**Work request:** Pull each line holding the word "dark" from the data.

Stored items
++++
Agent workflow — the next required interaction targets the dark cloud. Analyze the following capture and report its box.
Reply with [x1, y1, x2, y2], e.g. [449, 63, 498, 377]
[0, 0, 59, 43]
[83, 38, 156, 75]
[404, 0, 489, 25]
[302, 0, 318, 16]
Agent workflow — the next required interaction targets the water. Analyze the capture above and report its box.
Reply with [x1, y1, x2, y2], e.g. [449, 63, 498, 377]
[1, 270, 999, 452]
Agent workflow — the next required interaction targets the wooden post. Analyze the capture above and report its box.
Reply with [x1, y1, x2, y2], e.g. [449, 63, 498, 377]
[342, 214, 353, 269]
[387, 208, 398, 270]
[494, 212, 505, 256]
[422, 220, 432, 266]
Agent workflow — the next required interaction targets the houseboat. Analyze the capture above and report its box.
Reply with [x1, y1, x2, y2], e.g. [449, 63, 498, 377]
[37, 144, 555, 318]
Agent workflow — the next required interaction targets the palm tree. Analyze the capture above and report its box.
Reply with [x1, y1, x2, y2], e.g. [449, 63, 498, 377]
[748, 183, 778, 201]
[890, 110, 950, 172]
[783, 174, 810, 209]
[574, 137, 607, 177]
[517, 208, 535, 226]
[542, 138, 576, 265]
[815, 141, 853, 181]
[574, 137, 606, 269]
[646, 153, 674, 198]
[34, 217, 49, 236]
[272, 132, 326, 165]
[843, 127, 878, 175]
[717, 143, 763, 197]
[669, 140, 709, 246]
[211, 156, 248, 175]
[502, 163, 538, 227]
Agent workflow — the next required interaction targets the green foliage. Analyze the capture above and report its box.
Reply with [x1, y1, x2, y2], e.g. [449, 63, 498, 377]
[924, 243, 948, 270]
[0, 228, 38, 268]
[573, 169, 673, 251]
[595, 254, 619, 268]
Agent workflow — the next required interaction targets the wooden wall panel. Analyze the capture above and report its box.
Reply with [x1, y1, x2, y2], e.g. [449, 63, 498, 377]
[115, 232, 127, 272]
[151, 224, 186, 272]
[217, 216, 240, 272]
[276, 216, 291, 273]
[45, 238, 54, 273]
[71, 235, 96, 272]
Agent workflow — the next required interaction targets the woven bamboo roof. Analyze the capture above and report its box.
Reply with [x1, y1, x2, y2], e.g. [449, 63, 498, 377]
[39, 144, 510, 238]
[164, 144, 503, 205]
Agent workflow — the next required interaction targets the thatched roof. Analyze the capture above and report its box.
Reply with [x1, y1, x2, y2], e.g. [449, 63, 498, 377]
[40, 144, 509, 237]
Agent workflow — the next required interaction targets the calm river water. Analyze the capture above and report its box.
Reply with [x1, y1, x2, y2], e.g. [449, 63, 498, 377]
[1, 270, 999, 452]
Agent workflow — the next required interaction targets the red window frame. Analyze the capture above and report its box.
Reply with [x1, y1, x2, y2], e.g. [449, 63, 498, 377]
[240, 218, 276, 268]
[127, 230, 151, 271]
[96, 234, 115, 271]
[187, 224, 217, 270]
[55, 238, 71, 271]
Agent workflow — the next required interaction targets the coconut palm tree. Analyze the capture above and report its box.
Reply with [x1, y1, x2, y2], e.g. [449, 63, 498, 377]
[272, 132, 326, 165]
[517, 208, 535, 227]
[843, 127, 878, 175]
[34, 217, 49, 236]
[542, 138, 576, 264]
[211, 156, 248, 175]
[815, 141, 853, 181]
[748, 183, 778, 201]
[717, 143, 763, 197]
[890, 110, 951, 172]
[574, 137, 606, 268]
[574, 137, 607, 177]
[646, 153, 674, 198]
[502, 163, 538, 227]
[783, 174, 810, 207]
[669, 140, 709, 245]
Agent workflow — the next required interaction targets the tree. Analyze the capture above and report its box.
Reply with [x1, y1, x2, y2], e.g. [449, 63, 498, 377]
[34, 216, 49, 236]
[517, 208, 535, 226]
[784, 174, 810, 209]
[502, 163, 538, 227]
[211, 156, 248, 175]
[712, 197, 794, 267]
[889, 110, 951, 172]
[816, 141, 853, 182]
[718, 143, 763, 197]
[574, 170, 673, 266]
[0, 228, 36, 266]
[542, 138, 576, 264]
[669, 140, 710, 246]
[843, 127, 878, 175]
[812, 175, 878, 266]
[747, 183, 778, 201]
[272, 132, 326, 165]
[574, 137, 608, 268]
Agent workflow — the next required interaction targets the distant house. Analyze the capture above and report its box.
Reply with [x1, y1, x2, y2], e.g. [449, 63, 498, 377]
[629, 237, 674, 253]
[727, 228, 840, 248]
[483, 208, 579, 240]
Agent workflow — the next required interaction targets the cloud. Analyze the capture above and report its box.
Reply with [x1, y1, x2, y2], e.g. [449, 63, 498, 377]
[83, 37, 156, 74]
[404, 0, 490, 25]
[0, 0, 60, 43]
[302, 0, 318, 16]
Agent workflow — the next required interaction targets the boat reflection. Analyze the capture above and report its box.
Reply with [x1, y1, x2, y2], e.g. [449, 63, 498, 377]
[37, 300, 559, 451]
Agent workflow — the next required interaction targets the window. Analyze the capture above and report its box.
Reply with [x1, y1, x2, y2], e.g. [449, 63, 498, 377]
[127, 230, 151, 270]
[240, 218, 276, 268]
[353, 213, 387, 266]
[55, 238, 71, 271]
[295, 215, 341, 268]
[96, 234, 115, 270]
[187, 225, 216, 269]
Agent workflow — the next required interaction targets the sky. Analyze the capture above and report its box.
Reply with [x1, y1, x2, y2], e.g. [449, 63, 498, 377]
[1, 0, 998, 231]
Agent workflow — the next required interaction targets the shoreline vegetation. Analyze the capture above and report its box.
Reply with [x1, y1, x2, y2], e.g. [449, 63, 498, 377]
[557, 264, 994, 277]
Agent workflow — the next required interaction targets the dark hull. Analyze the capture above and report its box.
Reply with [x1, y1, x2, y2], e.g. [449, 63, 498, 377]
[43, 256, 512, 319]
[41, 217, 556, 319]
++++
**Solution for this problem:**
Agent workflow — the next required interaction targets the dark cloud. Analyze the following capture and report its box.
Agent workflow — the next required interaction targets the dark hull. Analyze the capture above and report its box.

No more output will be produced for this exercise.